TEXT:
· · · ·
Equity Placing
19 February 2009
KEFI Minerals plc
("KEFI" or the "Company')
AIM: KEFI
Equity Placing
* KEFI raises up to £585,000 through a private placing of which £384,434 is
conditional on shareholder approval
* Company now fully funded through 2009
KEFI, the AIM-quoted gold and copper exploration company, is pleased to
announce it has successfully placed 58,434,004 ordinary shares at a price of 1
penny per ordinary share (the "Placing Price") (the "Placing Shares") to raise
approximately £585,000 before expenses (the "Placing").The proceeds from the
Placing provide KEFI with sufficient working capital for its planned 2009 work
program.
The issue of 38,434,004 of the Placing Shares is conditional on shareholder
approval. Shareholder approval will be sought at a General Meeting ("GM") of
the Company to be convened at 10.00 am on 9 March 2009. A circular convening
the GM will be dispatched on 20 February 2009 to shareholders and a copy will
be available on this date from the Company's website www.kefi-minerals.com.
Summary
The Company had identified a number of external placees to subscribe for
40,000,000 ordinary shares at the Placing Price. However, the Company does not
have sufficient shareholder authority to issue this number of Ordinary Shares.
· · · ·
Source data
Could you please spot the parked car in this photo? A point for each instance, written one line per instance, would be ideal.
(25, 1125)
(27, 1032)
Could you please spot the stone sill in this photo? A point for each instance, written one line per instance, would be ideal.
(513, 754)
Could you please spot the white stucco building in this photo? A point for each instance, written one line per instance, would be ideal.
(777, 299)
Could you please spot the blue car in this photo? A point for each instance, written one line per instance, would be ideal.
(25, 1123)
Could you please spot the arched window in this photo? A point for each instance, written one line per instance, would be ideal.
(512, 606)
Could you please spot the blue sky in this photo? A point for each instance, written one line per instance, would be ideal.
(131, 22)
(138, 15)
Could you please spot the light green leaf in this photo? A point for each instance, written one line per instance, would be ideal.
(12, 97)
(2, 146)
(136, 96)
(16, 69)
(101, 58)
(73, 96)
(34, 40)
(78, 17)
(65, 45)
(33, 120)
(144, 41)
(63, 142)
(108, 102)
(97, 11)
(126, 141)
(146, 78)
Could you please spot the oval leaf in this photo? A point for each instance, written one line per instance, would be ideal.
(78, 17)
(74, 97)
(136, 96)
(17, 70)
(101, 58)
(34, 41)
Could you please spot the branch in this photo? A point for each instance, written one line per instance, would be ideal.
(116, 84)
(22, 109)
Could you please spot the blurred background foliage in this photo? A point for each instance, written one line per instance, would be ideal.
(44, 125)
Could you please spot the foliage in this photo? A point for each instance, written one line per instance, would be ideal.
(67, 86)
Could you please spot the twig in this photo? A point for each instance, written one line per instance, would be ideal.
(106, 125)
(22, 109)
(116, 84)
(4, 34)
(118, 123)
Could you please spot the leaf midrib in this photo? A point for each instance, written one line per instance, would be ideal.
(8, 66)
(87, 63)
· · · ·
DIRECTIVE 1:
Using the KEFI placing announcement, answer these:
(a) At what price per ordinary share were the Placing Shares placed?
(b) At what time and on what date is the General Meeting to be convened?
(c) How many ordinary shares had the Company identified external placees to subscribe for?
DIRECTIVE 2: Copy out the KEFI placing announcement word for word from "The issue of" up to and including "of Ordinary Shares.".
DIRECTIVE 3: Carry the KEFI placing announcement forward from the point where it stops.

WRITTEN RESPONSE 1:
(a) 1 penny per ordinary share
(b) 10.00 am on 9 March 2009
(c) 40,000,000 ordinary shares

WRITTEN RESPONSE 2:
The issue of 38,434,004 of the Placing Shares is conditional on shareholder
approval. Shareholder approval will be sought at a General Meeting ("GM") of
the Company to be convened at 10.00 am on 9 March 2009. A circular convening
the GM will be dispatched on 20 February 2009 to shareholders and a copy will
be available on this date from the Company's website www.kefi-minerals.com.
Summary
The Company had identified a number of external placees to subscribe for
40,000,000 ordinary shares at the Placing Price. However, the Company does not
have sufficient shareholder authority to issue this number of Ordinary Shares.

WRITTEN RESPONSE 3:
In order to accommodate the wishes of the external placees that the Placing be
completed without delay, the Company effected the Placing by agreeing to issue
20,000,000 new Ordinary Shares ("New Placing Shares") to placees (being
Ordinary Shares available for issue by the Company without requiring
shareholder approval) and by procuring existing shareholder, EMED Mining
Limited ("EMED"), to sell 20,000,000 of its existing Ordinary Shares to
placees.
The Company has further agreed that, subject to shareholder approval at the
General Meeting to be held on 9 March 2009, EMED will be issued with 38,434,004
new Ordinary Shares ("New EMED Shares") at the Placing Price (20,000,000 of
which represent the Ordinary Shares which EMED transferred to placees and
18,434,004 of which represent new funds to be provided by EMED in order to
maintain its percentage interest in the Company following the Placing). The
issue of the New EMED Shares is conditional on shareholder approval and the
Company will only receive the full amount of the Placing if the Resolutions are
passed. In the event that the Resolutions are not passed, the Company will only
receive £200,000, the New EMED Shares will not be issued and EMED would have
reduced its holding in the Company through the sale of 20,000,000 existing
Ordinary Shares to placees.
The total number of shares in issue following the issue of the New Placing
Shares will be 149,645,576 Ordinary Shares and the total number of shares in
issue, assuming the New EMED Shares are issued will be 188,079,580 Ordinary
Shares.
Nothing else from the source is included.